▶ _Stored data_
++++++

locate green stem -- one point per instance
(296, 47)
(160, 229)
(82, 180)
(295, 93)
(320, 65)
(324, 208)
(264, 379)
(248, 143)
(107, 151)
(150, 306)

++++++

▶ _INSTRUCTIONS FOR THE TASK_
List every line above that contains the string "point", matching case exactly.

▶ _CORRECT ANSWER_
locate green stem -- one point per instance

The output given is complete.